Entries drawn from a collection –
* * * * * * *
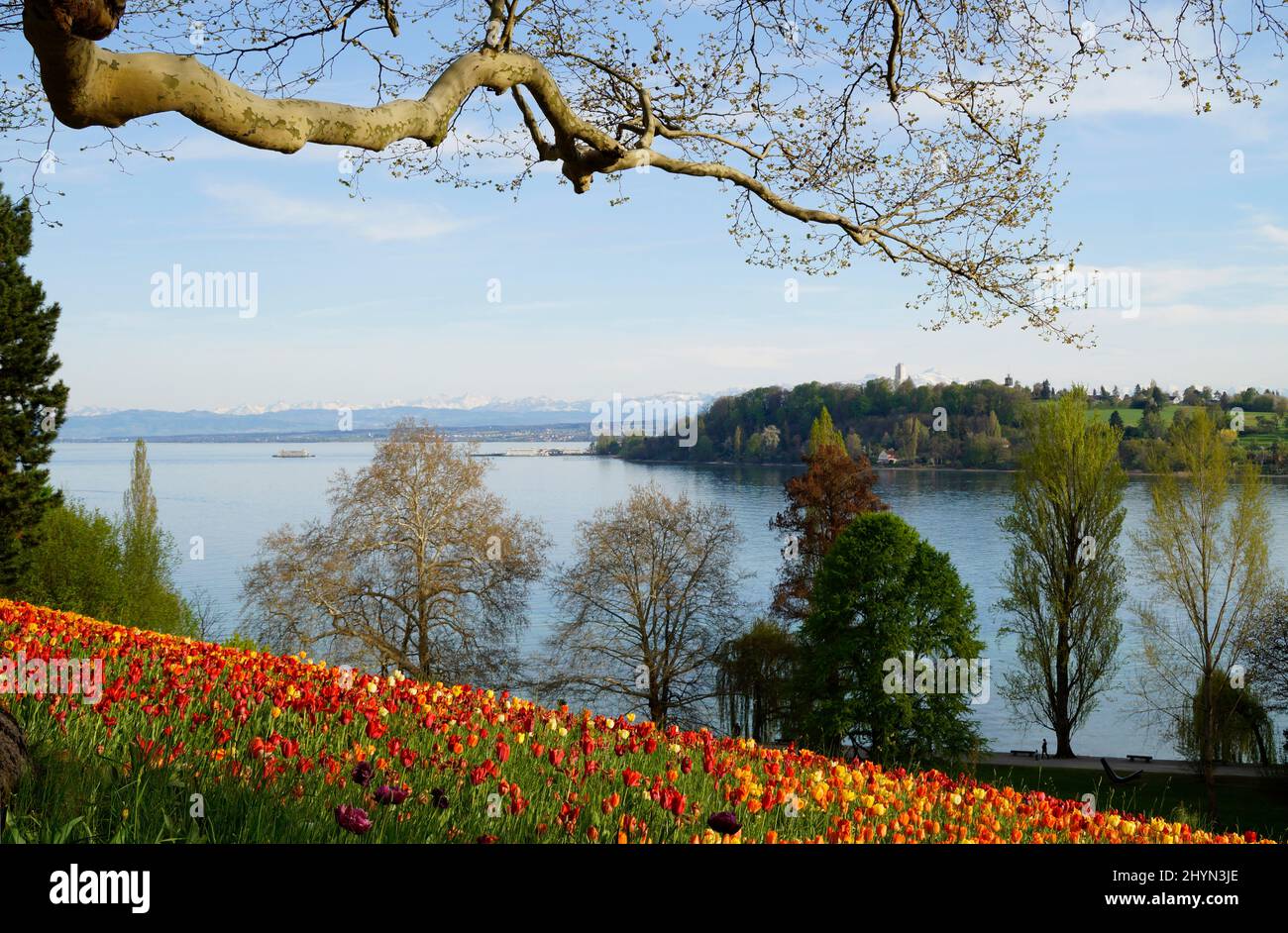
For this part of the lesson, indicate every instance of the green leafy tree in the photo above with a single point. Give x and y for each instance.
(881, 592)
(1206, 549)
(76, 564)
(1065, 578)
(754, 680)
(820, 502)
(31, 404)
* * * * * * *
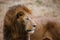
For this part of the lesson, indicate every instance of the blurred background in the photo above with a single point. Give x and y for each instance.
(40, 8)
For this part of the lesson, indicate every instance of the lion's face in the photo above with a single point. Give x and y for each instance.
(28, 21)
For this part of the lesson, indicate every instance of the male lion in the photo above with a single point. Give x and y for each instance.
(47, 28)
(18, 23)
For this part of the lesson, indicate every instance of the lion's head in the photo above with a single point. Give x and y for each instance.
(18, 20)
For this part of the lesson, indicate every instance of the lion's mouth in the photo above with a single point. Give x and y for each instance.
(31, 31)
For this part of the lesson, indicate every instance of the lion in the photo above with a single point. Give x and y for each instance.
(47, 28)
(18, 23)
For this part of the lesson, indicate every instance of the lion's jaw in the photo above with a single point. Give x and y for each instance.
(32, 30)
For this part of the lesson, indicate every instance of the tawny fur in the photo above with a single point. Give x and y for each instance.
* * * * * * *
To do –
Reproduce word for word the lines of the listing starting at the line that contains "of the male" and ending at the line that contains "of the tawny". Include both of those lines.

Response to this exercise –
For this part of the lesson, indicate every instance of the male lion in the photo above with a single point. Give x and y for each instance.
(47, 28)
(18, 23)
For this part of the lesson, indicate every instance of the lion's head in the photo above with a single point. Give x and y for each instance.
(18, 20)
For this part of the lesson, indicate every instance of the lion's mouth in the photo above with a single point. Give x and y for each instance.
(31, 31)
For this part of the lesson, indicate every instance of the lion in the photo above with a single point. Give x and y for each instance.
(47, 28)
(18, 23)
For this part of the lesson, indicate every instance of the lion's jaw in the photo above with a single point. Give x and y for each instance.
(32, 30)
For this part of the lesson, indicate every instance of the tawny fur in the photo above with a single point. Give x and y for each instance.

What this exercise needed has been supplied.